Records from a dataset
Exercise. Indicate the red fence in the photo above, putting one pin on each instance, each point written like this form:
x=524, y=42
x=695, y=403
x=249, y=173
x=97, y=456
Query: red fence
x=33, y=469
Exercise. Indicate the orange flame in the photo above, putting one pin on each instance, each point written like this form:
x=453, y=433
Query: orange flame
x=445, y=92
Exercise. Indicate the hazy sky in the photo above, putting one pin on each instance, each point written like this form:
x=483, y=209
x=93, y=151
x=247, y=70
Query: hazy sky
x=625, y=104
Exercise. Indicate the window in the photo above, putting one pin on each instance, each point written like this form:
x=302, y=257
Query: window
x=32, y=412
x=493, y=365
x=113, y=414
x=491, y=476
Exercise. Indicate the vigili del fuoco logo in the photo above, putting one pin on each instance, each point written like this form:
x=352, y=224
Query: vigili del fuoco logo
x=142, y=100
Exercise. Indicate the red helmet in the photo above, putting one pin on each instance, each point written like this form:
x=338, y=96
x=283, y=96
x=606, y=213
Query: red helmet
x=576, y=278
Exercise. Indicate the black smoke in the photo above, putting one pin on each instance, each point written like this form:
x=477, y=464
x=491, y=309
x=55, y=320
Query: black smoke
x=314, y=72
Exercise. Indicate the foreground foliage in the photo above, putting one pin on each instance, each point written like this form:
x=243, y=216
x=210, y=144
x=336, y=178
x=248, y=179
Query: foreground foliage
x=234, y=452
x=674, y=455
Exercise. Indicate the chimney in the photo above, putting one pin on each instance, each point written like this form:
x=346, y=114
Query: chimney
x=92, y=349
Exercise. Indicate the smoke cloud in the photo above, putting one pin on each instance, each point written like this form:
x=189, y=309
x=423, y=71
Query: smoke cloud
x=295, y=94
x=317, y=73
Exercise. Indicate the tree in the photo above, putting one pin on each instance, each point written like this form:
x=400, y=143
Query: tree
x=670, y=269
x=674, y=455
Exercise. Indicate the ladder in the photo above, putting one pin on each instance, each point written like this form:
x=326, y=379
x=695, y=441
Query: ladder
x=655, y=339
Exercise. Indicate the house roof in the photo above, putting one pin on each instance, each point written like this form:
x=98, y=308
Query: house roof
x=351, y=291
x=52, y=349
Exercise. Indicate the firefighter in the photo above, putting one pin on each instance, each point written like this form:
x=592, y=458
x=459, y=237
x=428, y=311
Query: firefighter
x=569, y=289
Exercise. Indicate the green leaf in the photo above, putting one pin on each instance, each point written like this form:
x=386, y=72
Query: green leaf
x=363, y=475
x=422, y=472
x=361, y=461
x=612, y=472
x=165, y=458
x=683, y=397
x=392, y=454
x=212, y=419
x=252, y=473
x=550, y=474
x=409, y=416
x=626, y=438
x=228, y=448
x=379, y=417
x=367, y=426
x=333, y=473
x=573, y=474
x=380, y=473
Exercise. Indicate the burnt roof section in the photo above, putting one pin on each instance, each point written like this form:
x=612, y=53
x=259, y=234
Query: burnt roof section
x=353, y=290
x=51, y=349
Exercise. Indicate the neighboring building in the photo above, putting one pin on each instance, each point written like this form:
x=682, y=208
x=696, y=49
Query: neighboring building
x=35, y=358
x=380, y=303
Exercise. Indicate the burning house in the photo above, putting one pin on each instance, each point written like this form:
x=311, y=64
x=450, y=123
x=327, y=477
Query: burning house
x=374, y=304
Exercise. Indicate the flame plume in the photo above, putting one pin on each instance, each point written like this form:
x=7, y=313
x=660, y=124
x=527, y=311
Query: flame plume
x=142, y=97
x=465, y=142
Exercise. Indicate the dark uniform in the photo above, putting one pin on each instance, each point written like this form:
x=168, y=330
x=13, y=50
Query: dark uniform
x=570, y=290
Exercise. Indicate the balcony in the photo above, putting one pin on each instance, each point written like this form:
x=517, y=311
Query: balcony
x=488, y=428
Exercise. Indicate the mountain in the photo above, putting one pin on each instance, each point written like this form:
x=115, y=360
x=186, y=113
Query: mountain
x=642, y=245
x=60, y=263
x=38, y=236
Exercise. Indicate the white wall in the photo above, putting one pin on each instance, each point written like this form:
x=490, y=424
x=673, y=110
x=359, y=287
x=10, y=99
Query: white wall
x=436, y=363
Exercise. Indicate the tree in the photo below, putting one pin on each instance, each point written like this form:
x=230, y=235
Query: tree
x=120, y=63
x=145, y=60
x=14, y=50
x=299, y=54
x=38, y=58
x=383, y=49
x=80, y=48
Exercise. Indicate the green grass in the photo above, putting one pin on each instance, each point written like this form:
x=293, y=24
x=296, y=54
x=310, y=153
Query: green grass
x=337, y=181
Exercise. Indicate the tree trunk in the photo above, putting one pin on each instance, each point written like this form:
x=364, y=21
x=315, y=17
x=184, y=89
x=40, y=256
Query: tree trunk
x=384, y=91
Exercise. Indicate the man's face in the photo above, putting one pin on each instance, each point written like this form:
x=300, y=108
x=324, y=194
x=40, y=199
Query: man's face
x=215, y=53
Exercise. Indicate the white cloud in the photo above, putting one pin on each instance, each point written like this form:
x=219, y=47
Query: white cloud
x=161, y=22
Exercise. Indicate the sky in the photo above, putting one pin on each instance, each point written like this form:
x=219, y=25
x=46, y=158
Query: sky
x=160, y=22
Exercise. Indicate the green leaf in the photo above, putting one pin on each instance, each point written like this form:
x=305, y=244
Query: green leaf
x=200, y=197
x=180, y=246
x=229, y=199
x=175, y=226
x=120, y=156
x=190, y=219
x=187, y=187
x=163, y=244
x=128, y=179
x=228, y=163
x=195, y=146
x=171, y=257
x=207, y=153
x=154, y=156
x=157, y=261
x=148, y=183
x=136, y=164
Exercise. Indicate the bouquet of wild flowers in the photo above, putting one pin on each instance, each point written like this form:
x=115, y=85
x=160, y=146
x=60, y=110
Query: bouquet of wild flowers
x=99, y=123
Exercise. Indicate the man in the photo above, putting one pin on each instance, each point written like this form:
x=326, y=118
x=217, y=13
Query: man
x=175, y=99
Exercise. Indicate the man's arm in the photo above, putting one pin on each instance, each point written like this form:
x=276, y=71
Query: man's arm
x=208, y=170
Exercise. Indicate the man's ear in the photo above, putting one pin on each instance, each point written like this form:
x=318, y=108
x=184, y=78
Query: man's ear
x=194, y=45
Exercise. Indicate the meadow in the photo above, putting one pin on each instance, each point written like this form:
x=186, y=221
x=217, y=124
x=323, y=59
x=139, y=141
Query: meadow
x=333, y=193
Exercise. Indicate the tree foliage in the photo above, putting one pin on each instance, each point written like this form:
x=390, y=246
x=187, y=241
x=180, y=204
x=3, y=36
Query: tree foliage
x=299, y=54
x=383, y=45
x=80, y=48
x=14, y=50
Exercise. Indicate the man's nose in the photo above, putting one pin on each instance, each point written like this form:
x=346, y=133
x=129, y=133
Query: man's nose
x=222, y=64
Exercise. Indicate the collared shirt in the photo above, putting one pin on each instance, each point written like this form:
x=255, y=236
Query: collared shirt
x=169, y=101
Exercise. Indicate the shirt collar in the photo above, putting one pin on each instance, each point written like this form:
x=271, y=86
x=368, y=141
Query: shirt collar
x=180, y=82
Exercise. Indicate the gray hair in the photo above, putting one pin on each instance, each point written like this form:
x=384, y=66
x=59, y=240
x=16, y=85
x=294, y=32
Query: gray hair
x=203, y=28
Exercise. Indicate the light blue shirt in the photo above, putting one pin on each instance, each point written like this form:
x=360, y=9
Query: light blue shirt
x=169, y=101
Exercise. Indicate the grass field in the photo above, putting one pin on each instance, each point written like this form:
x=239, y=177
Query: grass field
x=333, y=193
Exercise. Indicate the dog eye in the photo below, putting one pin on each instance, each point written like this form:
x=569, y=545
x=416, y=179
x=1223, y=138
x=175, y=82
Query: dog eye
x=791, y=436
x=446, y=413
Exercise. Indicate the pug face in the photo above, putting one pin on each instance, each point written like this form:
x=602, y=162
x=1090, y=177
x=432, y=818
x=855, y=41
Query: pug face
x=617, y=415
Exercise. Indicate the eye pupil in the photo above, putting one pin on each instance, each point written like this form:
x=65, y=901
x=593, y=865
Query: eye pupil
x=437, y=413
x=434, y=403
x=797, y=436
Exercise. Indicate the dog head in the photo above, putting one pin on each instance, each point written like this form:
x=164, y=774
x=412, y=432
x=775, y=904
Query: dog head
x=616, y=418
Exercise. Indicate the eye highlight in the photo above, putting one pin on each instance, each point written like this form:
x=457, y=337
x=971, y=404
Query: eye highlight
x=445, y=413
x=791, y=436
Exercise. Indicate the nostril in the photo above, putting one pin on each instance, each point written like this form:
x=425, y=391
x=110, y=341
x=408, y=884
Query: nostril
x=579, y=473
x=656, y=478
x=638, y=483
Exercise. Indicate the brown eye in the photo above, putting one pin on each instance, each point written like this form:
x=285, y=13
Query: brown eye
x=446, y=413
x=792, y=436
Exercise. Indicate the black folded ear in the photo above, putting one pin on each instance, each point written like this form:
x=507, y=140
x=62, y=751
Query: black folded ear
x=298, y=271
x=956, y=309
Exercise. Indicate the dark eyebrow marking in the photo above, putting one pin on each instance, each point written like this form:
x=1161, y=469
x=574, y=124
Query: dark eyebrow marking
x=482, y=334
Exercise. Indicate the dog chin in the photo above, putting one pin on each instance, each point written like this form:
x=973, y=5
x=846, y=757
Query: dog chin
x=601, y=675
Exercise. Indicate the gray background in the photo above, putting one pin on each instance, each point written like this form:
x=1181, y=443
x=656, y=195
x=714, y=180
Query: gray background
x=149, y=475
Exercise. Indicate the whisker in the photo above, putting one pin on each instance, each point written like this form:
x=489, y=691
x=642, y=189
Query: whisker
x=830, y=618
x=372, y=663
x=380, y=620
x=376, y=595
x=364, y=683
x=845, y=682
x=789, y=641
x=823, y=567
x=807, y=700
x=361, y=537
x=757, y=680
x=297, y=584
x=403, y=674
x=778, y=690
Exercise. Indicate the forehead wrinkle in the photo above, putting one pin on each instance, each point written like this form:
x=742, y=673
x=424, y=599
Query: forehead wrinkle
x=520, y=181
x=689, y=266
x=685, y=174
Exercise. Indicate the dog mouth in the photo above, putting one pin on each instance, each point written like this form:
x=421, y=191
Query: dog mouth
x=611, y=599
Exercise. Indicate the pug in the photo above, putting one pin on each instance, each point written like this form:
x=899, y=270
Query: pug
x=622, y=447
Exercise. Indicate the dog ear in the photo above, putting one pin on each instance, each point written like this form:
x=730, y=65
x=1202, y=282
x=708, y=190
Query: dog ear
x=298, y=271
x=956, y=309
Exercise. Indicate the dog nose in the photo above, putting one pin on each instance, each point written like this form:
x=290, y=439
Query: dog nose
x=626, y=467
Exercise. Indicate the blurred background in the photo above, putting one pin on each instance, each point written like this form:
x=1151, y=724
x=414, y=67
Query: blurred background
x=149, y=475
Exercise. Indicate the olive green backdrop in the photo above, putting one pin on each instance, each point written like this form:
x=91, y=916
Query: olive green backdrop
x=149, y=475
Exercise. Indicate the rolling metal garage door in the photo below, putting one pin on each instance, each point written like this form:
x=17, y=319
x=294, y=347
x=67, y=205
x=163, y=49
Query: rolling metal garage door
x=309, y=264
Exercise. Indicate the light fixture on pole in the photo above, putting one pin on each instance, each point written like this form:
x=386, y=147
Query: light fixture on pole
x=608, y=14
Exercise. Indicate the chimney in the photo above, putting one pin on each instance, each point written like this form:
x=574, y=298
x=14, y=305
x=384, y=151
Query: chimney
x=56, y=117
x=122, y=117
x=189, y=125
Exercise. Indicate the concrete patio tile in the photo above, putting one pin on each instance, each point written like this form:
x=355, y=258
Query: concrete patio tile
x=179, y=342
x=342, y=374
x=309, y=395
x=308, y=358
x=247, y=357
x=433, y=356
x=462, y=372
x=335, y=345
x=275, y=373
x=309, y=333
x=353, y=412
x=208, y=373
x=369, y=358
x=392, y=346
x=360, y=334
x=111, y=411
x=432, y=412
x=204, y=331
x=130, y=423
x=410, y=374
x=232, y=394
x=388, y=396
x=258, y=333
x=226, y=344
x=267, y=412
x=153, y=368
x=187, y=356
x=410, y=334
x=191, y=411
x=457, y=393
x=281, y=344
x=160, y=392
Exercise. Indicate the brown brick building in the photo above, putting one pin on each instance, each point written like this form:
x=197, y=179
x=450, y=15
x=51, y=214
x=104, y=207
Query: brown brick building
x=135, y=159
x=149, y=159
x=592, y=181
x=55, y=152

■ ASSIGNMENT
Transcribe each line of the data above, unaltered, from the one where "Query: black smoke" appears to the one where "x=400, y=143" appears, inclusive of both.

■ EXERCISE OUTPUT
Query: black smoke
x=314, y=72
Exercise. Indicate the foreground foliage in the photo above, putting one pin on each instance, each point written like this form:
x=243, y=216
x=210, y=144
x=336, y=178
x=248, y=179
Query: foreground foliage
x=234, y=452
x=674, y=455
Exercise. Indicate the chimney in the photo above, putting one pin on each instance, each point written like this form:
x=346, y=114
Query: chimney
x=92, y=349
Exercise. Indicate the smoke cloud in the photo above, putting one pin on each instance, each point written like this form:
x=189, y=309
x=423, y=71
Query: smoke cloud
x=295, y=94
x=317, y=73
Exercise. Indicate the tree in the photo above, putting one pin on each instance, each point written like this form:
x=400, y=143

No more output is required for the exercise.